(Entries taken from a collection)
========

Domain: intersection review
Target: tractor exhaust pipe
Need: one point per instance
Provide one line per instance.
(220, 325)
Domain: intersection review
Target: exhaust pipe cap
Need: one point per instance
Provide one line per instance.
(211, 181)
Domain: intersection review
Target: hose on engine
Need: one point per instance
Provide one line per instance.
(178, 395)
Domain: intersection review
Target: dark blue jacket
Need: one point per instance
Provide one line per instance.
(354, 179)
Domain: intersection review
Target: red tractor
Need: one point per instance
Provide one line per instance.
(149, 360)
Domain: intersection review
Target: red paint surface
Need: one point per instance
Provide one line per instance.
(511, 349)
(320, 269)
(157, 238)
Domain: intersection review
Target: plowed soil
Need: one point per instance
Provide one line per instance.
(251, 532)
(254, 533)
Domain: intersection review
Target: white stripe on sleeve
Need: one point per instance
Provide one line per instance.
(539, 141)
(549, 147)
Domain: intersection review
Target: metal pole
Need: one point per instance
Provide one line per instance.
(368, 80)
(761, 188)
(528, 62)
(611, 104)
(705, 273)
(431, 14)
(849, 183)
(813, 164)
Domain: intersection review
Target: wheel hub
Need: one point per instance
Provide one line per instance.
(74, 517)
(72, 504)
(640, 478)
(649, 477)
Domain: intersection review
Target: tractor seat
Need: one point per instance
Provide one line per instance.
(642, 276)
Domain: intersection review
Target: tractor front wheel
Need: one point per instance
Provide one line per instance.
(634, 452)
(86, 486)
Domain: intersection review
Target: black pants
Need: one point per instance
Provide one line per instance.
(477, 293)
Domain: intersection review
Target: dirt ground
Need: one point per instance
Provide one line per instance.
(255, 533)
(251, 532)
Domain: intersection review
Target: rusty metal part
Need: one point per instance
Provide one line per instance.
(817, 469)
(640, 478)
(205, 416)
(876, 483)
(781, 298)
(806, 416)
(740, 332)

========

Answer with a number alone: how many lines of the records contain the string "metal"?

## Answer to this exercise
2